ÉNONCÉ 1: D'après le texte sur la navigation dans le Pacifique, qu'est-ce qui a permis à David Henry Lewis d'obtenir le soutien de l'Université nationale d'Australie ?
ÉNONCÉ 2: Transformez en tableau Markdown à deux colonnes, « N° » et « Ligne », les lignes des enregistrements allant de leur début jusqu'à la ligne contenant « 426,379,448,406 », bornes incluses. Omettez les lignes vides et les images.
━━ TEXTE ━━
« Le compas peut être défaillant, les étoiles jamais »* - Naviguer dans le Pacifique

Mau Piailug, utilisant le « star compass » pour enseigner la navigation à son fils. In http://www.samlow.com/screeningroom/navigators-filming.html. Dernière consultation le 13 juin 2018. ©Steve Thomas

Nous devons en partie au navigateur David Henry Lewis (1917 – 2002) notre connaissance des savoirs traditionnels de navigation dans le Pacifique. Cet anglais de naissance a grandi entre la Nouvelle-Zélande et Rarotonga (îles Cook), où il se passionne très tôt pour les mythes des héros navigateurs caractéristiques dans l’ensemble du Pacifique. Sa formation de médecin dans l’armée britannique ne l’empêche pas de s’élancer avec huit autres concurrents téméraires dans la première course transatlantique en solitaire et sans escale reliant Plymouth à New York en 1960. Suite à cela, le navigateur construit son catamaran Rehu Moana et part de 1961 à 1967 faire un tour du monde avec sa femme et ses enfants. Lors de ce périple, il décide d’effectuer la traversée de Tahiti à la Nouvelle-Zélande sans utiliser ses instruments de navigation, mais en se basant uniquement sur l’observation de la nature selon les principes des navigateurs polynésiens. Il atteint la Nouvelle-Zélande en trente-cinq jours avec une erreur de route de 26 milles nautiques1 seulement. Cette convaincante traversée lui permet d’avoir le soutien de l’Université nationale d’Australie pour aller à la rencontre des vieux maîtres navigateurs et apprendre à lire les étoiles, les mouvements de houles ou encore le vol des oiseaux pour se repérer en mer. Il entame ses recherches sur l’Isbjorn à bord duquel il embarque avec les marins locaux des Santa Cruz (archipel des îles Salomon), des îles Kiribati et des îles Carolines (archipels de Micronésie) où le savoir de navigation s’est particulièrement bien conservé. Son ouvrage We, the Navigators, The Ancient Art of Landfinding in the Pacific (1972) regroupe les connaissances transmises par ces vieux maîtres navigateurs dont le savoir, de moins en moins transmis était connu de très peu d’élus. Les travaux de Davis Lewis témoignent de la complexité des navigations traditionnelles et permettent de remonter au temps où jadis, les premiers navigateurs ont peuplé l’ensemble du continent océanien.
━━━
━━ ENREGISTREMENTS LISTÉS ━━
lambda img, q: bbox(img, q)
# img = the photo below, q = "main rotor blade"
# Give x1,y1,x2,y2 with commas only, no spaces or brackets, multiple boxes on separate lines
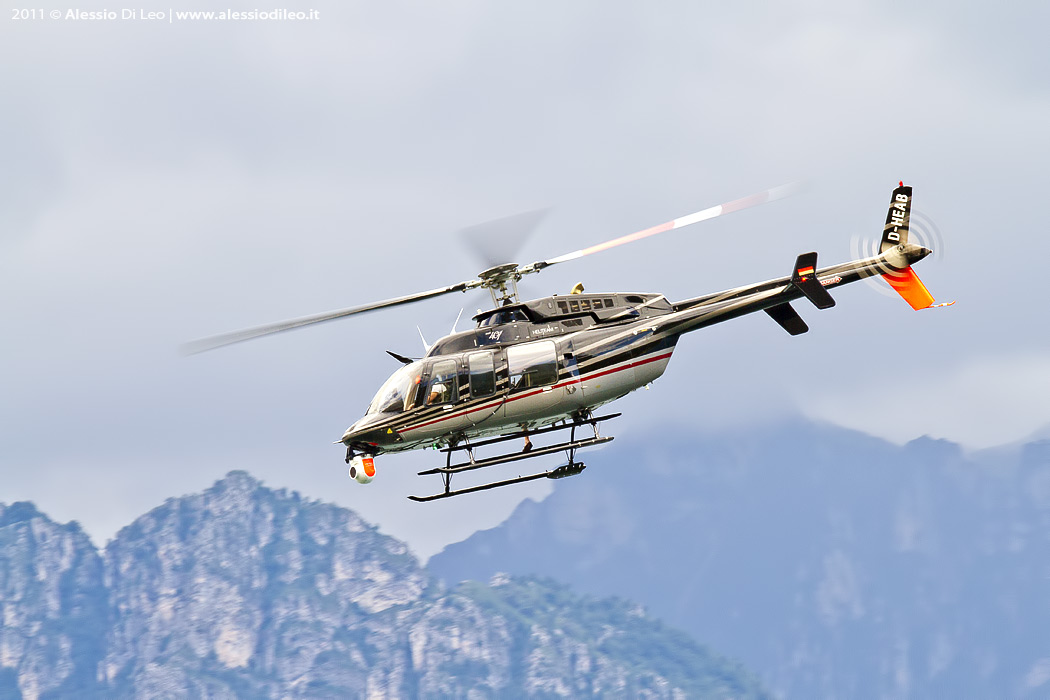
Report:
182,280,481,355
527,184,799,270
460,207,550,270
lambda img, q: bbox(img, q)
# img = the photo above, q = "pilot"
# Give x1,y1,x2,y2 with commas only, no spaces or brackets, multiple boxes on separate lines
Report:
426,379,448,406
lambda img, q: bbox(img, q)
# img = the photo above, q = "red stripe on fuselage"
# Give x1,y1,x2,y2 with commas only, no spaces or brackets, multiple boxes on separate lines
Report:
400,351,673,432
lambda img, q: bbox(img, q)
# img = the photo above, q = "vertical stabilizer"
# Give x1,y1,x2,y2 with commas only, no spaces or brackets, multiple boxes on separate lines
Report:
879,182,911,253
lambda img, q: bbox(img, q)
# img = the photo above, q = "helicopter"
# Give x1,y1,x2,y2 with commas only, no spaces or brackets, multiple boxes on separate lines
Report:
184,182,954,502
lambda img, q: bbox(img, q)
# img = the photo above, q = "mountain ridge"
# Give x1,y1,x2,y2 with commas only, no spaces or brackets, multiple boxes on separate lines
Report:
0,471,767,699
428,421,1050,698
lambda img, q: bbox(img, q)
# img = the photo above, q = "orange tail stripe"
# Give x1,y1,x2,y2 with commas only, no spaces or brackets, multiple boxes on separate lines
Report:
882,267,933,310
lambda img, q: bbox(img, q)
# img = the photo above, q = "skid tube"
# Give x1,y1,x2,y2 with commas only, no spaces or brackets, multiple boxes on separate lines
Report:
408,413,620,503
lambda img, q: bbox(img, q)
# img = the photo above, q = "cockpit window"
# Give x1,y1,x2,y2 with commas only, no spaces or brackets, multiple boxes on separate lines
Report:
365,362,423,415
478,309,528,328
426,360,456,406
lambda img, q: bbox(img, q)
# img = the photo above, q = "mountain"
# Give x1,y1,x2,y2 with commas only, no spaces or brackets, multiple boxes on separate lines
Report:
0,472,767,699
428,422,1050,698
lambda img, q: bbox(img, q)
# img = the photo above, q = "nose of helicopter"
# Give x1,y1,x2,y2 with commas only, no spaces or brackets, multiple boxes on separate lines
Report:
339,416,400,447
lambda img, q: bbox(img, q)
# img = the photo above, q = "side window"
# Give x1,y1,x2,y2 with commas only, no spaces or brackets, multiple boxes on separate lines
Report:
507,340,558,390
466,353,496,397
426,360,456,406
━━━
RÉPONSE 1: C'est sa traversée de Tahiti à la Nouvelle-Zélande, jugée convaincante, qui lui a valu ce soutien. Il l'a effectuée sans instruments de navigation, en observant uniquement la nature selon les principes des navigateurs polynésiens. Il a atteint la Nouvelle-Zélande en trente-cinq jours avec une erreur de route de 26 milles nautiques seulement.

RÉPONSE 2:
| N° | Ligne |
|---|---|
| 1 | lambda img, q: bbox(img, q) |
| 2 | # img = the photo below, q = "main rotor blade" |
| 3 | # Give x1,y1,x2,y2 with commas only, no spaces or brackets, multiple boxes on separate lines |
| 4 | Report: |
| 5 | 182,280,481,355 |
| 6 | 527,184,799,270 |
| 7 | 460,207,550,270 |
| 8 | lambda img, q: bbox(img, q) |
| 9 | # img = the photo above, q = "pilot" |
| 10 | # Give x1,y1,x2,y2 with commas only, no spaces or brackets, multiple boxes on separate lines |
| 11 | Report: |
| 12 | 426,379,448,406 |